People who want a flu shot but don’t already have an appointment can sign up for wait lists or early notifications, but apart from that need to sit tight and wait until pharmacies in Richmond get more supply.
None of the pharmacies are currently offering walking-in vaccinations or will book future appointments until the next batch of vaccines arrives, which most say should be early to mid-December.
Vaccines are distributed through a federally coordinated process.
For weeks, public health officials have been asking people to get vaccinated so hospitals can conserve hospital capacity for COVID-19 patients. The message seems to have gotten through and some Richmond-based pharmacies have reported the demand for flu shots has been significantly higher than in past years.
“Once we get more from (the vaccine distribution program), then we will open up bookings again,” said Chris Chiew, London Drugs’ general manager of pharmacy.
In the meantime, people can sign up to receive a notification when the vaccine is available at their nearby locations, according to Chris Chiew, London Drugs’ general manager of pharmacy, adding they have enough stock at the moment to get through all their November bookings.
Super Grocer Pharmacy in Steveston is also compiling a wait list and will notify people when the vaccine comes in. Other pharmacies are simply asking people to call back in December.
But while pharmacists might be using up their allotments from the health unit faster than usual because of heightened awareness this year, there shouldn’t be any concern about a vaccine shortage, explained a pharmacist from the Steveston Medicine Shoppe Compounding Pharmacy.
In an emailed statement, the BC Centre for Disease Control (BCCDC) also noted there is a high demand for flu vaccines this year. They will have distributed 2.1 million doses by the end of this week, which is an increase of 600,000 over last season.
“We understand the concerns and challenges as some people wait to get immunized, and we are asking people to please be patient as the clinics have only started in November in some communities...Pending authorization, additional doses are being secured for a total of 2.26 million in fall 2020,” read the statement.
In addition, people at high risk are given priority for publicly funded flu shots, such as seniors aged 65 years and older, residents of long-term facilities, adults and children with pre-existing health conditions and pregnant women, according to BCCDC’s website.
Some pharmacies are asking people to give them a call to let them know if they are high risk.

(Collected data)
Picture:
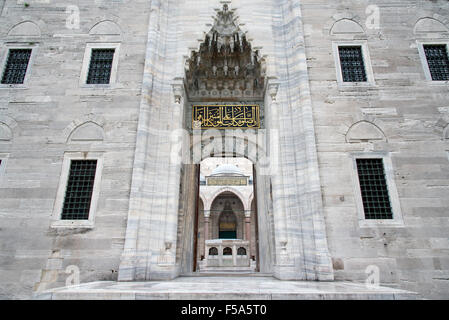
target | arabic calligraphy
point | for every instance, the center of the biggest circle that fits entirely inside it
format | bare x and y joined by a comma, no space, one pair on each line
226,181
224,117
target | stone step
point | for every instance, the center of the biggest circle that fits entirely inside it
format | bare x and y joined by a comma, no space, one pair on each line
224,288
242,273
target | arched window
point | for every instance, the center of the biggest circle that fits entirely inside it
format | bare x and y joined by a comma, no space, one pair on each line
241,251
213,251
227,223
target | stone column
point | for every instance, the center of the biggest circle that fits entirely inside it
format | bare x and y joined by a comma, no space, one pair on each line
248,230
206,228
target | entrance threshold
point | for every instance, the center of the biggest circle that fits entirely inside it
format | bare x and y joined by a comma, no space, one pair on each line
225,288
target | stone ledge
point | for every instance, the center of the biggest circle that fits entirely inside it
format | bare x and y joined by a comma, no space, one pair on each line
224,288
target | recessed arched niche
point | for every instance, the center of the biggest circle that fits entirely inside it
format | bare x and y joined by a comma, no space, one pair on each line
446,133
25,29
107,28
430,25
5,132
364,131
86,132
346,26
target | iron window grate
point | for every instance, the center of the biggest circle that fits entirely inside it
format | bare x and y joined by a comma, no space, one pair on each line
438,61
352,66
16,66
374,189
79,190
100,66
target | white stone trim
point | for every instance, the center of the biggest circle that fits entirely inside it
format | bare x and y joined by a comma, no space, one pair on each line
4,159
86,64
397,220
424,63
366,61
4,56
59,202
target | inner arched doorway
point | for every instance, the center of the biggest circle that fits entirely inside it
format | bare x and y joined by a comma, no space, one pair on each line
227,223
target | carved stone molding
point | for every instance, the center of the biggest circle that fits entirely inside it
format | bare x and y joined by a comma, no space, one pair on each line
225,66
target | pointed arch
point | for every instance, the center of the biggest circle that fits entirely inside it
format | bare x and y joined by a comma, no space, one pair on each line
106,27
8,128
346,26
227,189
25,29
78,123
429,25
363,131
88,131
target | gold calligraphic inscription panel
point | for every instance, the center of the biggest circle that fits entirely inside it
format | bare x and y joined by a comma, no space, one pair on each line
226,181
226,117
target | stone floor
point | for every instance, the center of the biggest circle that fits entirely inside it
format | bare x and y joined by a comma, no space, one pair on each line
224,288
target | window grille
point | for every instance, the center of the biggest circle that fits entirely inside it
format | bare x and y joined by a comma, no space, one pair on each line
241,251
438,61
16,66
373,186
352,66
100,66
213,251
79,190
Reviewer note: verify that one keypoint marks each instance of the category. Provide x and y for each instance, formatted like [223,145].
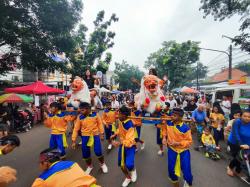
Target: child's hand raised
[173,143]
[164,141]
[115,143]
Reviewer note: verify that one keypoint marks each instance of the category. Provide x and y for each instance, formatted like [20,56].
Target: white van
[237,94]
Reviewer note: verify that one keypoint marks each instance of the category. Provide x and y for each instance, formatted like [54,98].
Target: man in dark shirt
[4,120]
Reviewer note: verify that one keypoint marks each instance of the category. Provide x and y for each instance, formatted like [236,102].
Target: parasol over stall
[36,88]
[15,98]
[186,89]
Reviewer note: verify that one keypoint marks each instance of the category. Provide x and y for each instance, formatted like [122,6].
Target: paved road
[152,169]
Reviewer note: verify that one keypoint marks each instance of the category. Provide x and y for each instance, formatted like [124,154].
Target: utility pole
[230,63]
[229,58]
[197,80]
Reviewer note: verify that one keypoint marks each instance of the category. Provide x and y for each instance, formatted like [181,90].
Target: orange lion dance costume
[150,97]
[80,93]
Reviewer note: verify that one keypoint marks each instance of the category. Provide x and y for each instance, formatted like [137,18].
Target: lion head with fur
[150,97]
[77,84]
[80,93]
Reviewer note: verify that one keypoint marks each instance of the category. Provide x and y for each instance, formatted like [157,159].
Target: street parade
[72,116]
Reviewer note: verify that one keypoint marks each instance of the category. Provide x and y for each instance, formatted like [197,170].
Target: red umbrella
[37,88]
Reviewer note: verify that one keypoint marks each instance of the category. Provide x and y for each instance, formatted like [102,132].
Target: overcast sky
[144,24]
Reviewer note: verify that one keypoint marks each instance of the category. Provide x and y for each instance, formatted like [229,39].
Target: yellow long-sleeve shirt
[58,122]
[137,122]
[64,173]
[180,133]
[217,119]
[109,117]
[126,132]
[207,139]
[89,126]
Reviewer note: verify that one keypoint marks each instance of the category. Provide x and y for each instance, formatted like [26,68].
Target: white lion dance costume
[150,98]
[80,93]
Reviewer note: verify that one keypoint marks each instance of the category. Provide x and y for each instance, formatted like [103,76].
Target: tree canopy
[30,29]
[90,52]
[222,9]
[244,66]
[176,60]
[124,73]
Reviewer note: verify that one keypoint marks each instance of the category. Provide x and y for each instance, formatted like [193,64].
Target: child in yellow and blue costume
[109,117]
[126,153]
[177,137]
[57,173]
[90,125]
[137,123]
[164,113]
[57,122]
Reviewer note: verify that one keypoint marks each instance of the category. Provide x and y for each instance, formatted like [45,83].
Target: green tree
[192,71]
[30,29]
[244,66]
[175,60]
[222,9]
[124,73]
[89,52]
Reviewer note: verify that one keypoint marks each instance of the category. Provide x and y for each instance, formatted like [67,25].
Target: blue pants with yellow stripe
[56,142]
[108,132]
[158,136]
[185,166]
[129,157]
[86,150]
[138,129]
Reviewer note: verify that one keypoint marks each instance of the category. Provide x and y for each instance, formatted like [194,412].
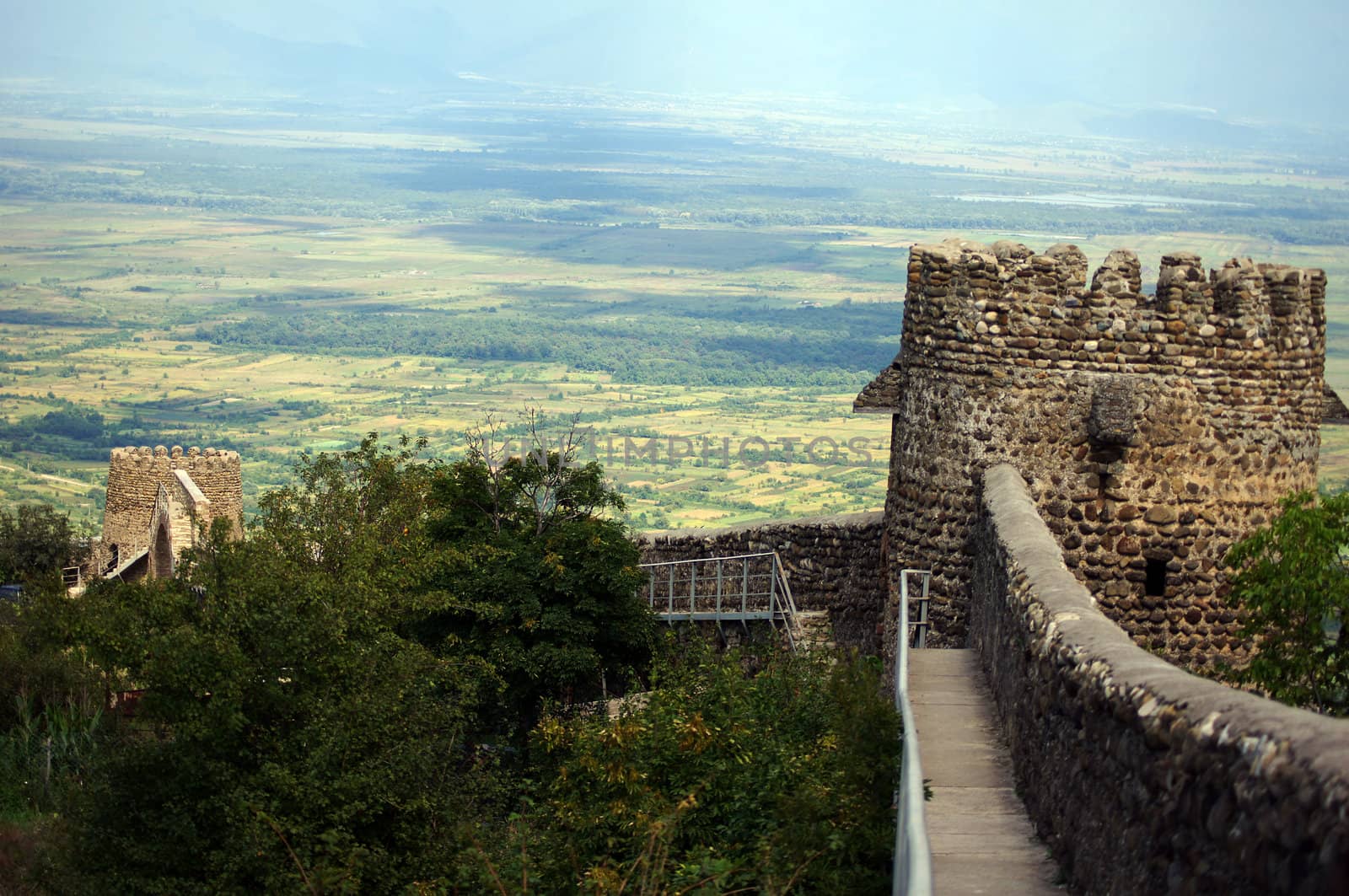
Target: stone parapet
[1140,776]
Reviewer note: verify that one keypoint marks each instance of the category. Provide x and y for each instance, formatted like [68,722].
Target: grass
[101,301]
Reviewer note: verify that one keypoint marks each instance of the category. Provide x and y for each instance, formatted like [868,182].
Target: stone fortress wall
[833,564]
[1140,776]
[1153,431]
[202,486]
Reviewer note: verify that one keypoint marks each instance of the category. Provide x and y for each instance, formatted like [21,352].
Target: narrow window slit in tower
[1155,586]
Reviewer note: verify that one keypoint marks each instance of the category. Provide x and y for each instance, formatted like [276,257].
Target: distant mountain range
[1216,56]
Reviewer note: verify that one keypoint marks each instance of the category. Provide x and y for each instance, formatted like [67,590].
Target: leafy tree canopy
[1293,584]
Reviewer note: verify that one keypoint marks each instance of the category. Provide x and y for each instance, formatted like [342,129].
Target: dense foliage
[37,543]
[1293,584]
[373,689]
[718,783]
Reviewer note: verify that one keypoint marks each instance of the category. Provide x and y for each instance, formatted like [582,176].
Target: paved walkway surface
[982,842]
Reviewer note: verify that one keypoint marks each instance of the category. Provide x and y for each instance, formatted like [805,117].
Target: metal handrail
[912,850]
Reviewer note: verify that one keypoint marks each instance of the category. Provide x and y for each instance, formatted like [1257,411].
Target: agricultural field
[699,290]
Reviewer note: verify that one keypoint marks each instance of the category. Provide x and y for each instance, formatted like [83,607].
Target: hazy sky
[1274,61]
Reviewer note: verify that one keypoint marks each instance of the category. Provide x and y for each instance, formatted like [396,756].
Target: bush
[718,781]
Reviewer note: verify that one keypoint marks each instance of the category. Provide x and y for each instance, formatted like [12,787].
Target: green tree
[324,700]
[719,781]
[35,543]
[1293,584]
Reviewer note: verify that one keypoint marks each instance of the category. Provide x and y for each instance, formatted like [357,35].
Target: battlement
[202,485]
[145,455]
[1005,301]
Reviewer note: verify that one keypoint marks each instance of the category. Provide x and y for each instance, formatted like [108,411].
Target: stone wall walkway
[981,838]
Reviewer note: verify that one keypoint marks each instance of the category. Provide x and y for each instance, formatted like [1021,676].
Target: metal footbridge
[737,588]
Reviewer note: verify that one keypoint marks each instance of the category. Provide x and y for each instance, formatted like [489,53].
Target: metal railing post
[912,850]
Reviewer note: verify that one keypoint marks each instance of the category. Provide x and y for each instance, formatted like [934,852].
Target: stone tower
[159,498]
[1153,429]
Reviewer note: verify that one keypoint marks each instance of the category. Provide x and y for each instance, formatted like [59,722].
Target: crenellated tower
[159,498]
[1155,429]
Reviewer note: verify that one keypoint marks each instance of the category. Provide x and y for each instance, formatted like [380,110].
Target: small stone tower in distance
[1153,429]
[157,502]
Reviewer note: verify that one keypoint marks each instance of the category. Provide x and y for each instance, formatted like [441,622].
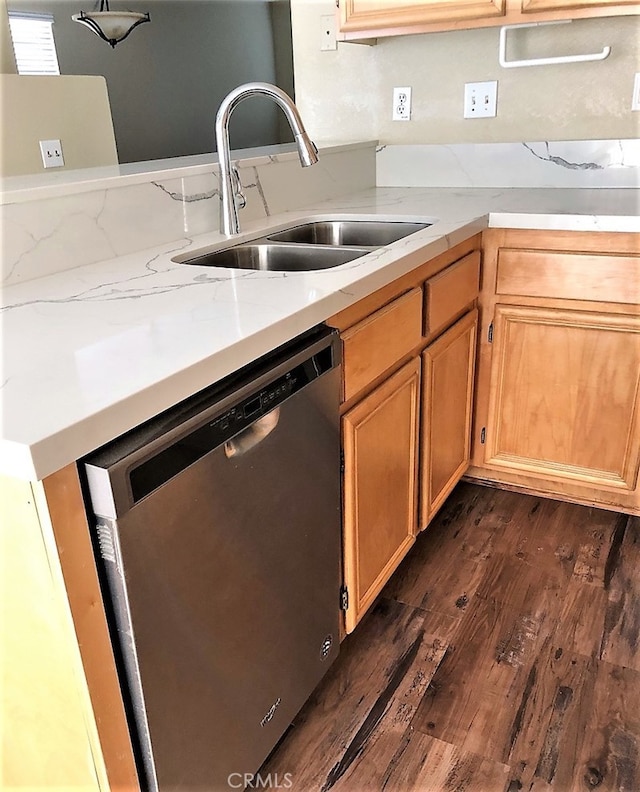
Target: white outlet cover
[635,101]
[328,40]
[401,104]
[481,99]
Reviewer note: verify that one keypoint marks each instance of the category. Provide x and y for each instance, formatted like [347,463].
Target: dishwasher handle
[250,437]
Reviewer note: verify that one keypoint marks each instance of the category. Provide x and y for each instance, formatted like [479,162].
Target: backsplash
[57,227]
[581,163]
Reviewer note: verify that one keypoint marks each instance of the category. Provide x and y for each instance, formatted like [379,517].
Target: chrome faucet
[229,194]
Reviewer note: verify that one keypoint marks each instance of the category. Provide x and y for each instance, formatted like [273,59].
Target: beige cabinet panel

# Exercise instructions
Duplicate the part of the flu shot text starting with "Super Grocer Pharmacy" and going on through "over last season.".

# Completed task
Super Grocer Pharmacy in Steveston is also compiling a wait list and will notify people when the vaccine comes in. Other pharmacies are simply asking people to call back in December.
But while pharmacists might be using up their allotments from the health unit faster than usual because of heightened awareness this year, there shouldn’t be any concern about a vaccine shortage, explained a pharmacist from the Steveston Medicine Shoppe Compounding Pharmacy.
In an emailed statement, the BC Centre for Disease Control (BCCDC) also noted there is a high demand for flu vaccines this year. They will have distributed 2.1 million doses by the end of this week, which is an increase of 600,000 over last season.